Problem statement —
Can you recast every item below as a numbered list, leaving out any blank lines?

Task data —
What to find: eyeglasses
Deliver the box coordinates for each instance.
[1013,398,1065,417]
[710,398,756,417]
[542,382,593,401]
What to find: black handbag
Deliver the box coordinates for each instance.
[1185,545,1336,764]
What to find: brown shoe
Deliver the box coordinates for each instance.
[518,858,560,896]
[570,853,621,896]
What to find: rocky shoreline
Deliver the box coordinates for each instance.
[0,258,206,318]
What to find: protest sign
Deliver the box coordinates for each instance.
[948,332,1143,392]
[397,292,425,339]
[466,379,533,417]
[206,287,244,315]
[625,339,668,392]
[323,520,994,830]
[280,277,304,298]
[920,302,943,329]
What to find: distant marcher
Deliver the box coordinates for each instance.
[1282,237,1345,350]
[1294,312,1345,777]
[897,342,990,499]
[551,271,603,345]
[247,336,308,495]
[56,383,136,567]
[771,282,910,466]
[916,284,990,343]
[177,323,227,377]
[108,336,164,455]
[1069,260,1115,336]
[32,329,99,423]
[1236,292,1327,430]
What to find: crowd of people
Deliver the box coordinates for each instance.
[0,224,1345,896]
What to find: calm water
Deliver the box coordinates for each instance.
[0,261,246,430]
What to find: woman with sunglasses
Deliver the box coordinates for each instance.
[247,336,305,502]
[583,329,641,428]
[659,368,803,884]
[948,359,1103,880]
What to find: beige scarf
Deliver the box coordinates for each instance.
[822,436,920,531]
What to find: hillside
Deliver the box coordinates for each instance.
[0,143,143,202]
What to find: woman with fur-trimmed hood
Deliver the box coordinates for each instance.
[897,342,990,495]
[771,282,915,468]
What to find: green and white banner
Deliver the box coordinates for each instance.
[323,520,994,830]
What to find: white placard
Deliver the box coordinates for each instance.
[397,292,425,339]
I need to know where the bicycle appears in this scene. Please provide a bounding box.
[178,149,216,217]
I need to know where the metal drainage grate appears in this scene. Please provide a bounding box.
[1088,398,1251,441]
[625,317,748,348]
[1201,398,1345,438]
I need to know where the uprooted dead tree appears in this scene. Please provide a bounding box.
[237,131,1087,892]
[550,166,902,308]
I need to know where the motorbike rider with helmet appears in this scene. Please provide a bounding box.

Full response —
1. What to find: eyeglasses
2. Deliver the box coordinates for each instance.
3. [1013,398,1065,417]
4. [710,398,756,417]
5. [542,382,593,401]
6. What to find: black handbag
7. Deliver the box coordinates for each instance.
8. [1185,545,1336,764]
9. What to find: brown shoe
10. Deliver the box coordinates for each instance.
11. [518,858,560,896]
12. [570,853,621,896]
13. What to find: rocky shoreline
14. Deliver the box coordinates for each instance.
15. [0,258,206,318]
16. What to find: protest sign
17. Deliver the box coordinates for each instance.
18. [948,332,1143,392]
19. [397,292,425,339]
20. [466,379,533,417]
21. [206,287,244,315]
22. [625,339,668,392]
23. [323,520,994,830]
24. [280,277,304,298]
25. [920,302,943,329]
26. What to find: distant marcher
27. Deliver the box coordinates for each instance.
28. [1282,237,1345,350]
29. [1294,312,1345,777]
30. [897,342,990,499]
31. [551,271,603,345]
32. [247,336,308,495]
33. [56,383,136,567]
34. [771,282,910,466]
35. [916,284,990,343]
36. [177,323,227,377]
37. [108,336,164,455]
38. [1069,260,1115,336]
39. [32,329,99,423]
40. [1236,292,1327,430]
41. What to find: crowd of people
42. Deliver the box coordinates for each instance.
43. [0,224,1345,896]
44. What to find: calm water
45. Deliver the box coordinates for each instance.
46. [0,261,246,430]
47. What to find: woman with sunglasses
48. Deliver the box coordinates for each instance.
49. [247,336,305,502]
50. [583,329,641,428]
51. [659,368,803,884]
52. [948,359,1103,880]
53. What to find: beige scarf
54. Deliver the box coordinates for each instance.
55. [822,436,920,531]
56. What to find: hillside
57. Deliver the box coordinates for each instance.
58. [0,143,143,202]
59. What to find: woman with fur-trimmed hood
60. Deliver the box coordinates for each instance.
61. [897,342,990,495]
62. [771,282,915,468]
63. What to find: green and white banner
64. Deliver the box coordinates for each instance.
65. [323,520,994,830]
66. What to find: white placard
67. Deliver the box coordinates for each instance.
68. [397,292,425,339]
69. I need to know where the bicycle appears in this scene. Please provide a bounding box.
70. [178,149,216,217]
71. I need to know where the metal drainage grate appears in this scene. Please provide a bounding box.
72. [1088,398,1251,441]
73. [625,317,748,348]
74. [1201,398,1345,438]
75. I need to know where the uprooted dead tree appears in this scene. Please provide a bounding box.
76. [237,131,1087,892]
77. [550,166,902,308]
78. I need to know where the motorbike rider with helmet appears in this scene. Please provide a bounding box.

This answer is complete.